Texte proposé -
Voici le deuxième et dernier extrait que Paul chevalier consacre, dans son carnet de guerre, aux tranchées de Courcy. L'auteur s'est-il inspiré de la panique qui s'empare de la brigade dans la nuit du 8 au 9 novembre 1914 ? Quelques indices pourraient le laisser penser.

"La journée n’a pas été trop troublée ; le canon s’est fait entendre. Quelques aéros ont survolé nos lignes. Le jour diminue faisant place à la nuit ; il fait froid. Chacun a sa place maintenant ; pas un feu, même pas une cigarette, pas un cri, pas un mot : les ordres se communiquent à voix basse. Nos sentinelles sont placées à 20 mètres de nous. Chacun à sa place guette ; il fait nuit noire. Pan ! Un coup de feu à notre droite : c’est une sentinelle qui vient de tirer, puis un silence. Chacun regarde devant lui le mieux possible, mais à mon poste d’observation je ne vois rien, j’entends seulement le bruit du vent et, dans le lointain, une fusillade mêlée de canonnade. On se parle d’oreille à oreille, une patrouille est sortie pour voir ce qui se passe ; faire bien attention à ne pas tirer sur eux.
"La fusillade se rapproche. C’est un bruit qui arrive petit à petit comme la marée.

Données extraites -

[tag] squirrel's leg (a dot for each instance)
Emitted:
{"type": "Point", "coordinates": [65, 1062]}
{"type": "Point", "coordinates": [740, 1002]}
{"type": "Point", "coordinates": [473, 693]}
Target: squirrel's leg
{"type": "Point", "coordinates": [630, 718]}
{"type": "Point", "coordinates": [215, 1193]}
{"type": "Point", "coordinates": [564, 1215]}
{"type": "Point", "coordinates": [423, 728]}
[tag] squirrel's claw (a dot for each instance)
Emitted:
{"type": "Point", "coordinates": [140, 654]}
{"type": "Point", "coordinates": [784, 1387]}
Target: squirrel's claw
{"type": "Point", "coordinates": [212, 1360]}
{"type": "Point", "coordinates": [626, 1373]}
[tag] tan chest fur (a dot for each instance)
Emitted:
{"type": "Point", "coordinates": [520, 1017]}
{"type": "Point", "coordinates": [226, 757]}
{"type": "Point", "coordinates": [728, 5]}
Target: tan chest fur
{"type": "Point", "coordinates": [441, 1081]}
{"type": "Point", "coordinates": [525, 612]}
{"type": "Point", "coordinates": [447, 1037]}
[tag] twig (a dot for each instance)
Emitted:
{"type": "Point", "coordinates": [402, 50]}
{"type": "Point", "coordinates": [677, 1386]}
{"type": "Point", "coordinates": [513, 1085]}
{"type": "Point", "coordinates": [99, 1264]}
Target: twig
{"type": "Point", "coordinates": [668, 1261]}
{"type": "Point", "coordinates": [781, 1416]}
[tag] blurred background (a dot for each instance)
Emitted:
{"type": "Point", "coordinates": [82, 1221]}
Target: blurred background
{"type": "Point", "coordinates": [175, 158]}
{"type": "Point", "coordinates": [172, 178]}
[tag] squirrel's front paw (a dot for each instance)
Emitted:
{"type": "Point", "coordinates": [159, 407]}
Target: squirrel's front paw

Consignes de l'exercice -
A – Extrayez intégralement, sans aucune modification, le texte sur les tranchées de Courcy.
B – Recopiez à l'identique, et uniquement, les lignes de la liste allant de celle qui contient « [tag] blurred background » jusqu'à la dernière ligne de la liste, ces deux lignes comprises.

Corrigé des consignes -
A –
Voici le deuxième et dernier extrait que Paul chevalier consacre, dans son carnet de guerre, aux tranchées de Courcy. L'auteur s'est-il inspiré de la panique qui s'empare de la brigade dans la nuit du 8 au 9 novembre 1914 ? Quelques indices pourraient le laisser penser.

"La journée n’a pas été trop troublée ; le canon s’est fait entendre. Quelques aéros ont survolé nos lignes. Le jour diminue faisant place à la nuit ; il fait froid. Chacun a sa place maintenant ; pas un feu, même pas une cigarette, pas un cri, pas un mot : les ordres se communiquent à voix basse. Nos sentinelles sont placées à 20 mètres de nous. Chacun à sa place guette ; il fait nuit noire. Pan ! Un coup de feu à notre droite : c’est une sentinelle qui vient de tirer, puis un silence. Chacun regarde devant lui le mieux possible, mais à mon poste d’observation je ne vois rien, j’entends seulement le bruit du vent et, dans le lointain, une fusillade mêlée de canonnade. On se parle d’oreille à oreille, une patrouille est sortie pour voir ce qui se passe ; faire bien attention à ne pas tirer sur eux.
"La fusillade se rapproche. C’est un bruit qui arrive petit à petit comme la marée.

B –
[tag] blurred background (a dot for each instance)
Emitted:
{"type": "Point", "coordinates": [82, 1221]}
Target: blurred background
{"type": "Point", "coordinates": [175, 158]}
{"type": "Point", "coordinates": [172, 178]}
[tag] squirrel's front paw (a dot for each instance)
Emitted:
{"type": "Point", "coordinates": [159, 407]}
Target: squirrel's front paw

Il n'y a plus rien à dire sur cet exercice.